# The problem
Please copy out, word for word, everything from the line containing "Tag one point on every instance of the red" down to the final one of the lines below.

# Material for this task

+-------+

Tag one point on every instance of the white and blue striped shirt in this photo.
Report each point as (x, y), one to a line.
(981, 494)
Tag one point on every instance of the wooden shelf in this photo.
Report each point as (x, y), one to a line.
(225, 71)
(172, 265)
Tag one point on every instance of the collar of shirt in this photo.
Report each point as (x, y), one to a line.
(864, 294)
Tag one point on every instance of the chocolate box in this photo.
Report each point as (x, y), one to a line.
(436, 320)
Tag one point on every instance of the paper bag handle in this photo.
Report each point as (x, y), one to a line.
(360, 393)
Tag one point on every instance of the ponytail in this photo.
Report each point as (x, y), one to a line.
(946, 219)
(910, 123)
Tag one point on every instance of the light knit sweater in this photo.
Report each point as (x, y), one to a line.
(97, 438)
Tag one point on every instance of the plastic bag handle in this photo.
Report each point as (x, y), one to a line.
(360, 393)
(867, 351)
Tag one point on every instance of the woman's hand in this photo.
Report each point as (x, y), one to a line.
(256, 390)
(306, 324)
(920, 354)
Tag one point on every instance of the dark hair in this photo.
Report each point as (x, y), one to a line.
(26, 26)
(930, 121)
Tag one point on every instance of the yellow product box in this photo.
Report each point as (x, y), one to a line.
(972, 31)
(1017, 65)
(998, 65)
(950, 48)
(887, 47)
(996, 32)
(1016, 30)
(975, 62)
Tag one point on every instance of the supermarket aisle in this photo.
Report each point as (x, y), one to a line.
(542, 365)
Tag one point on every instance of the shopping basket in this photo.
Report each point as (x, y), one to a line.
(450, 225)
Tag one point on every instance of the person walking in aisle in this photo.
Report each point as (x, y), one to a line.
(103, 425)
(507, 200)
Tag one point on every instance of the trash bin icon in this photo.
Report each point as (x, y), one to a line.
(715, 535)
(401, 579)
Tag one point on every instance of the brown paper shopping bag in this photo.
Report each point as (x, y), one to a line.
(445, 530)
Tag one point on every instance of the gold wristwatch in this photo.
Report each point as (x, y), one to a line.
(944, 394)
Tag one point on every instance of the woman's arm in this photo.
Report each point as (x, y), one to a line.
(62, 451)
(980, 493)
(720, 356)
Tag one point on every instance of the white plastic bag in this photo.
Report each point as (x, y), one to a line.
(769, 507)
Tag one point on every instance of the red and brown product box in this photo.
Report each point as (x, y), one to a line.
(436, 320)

+-------+

# The output
Tag one point on every instance of the red and brown product box in this photo.
Report each point as (x, y), one to a line.
(436, 320)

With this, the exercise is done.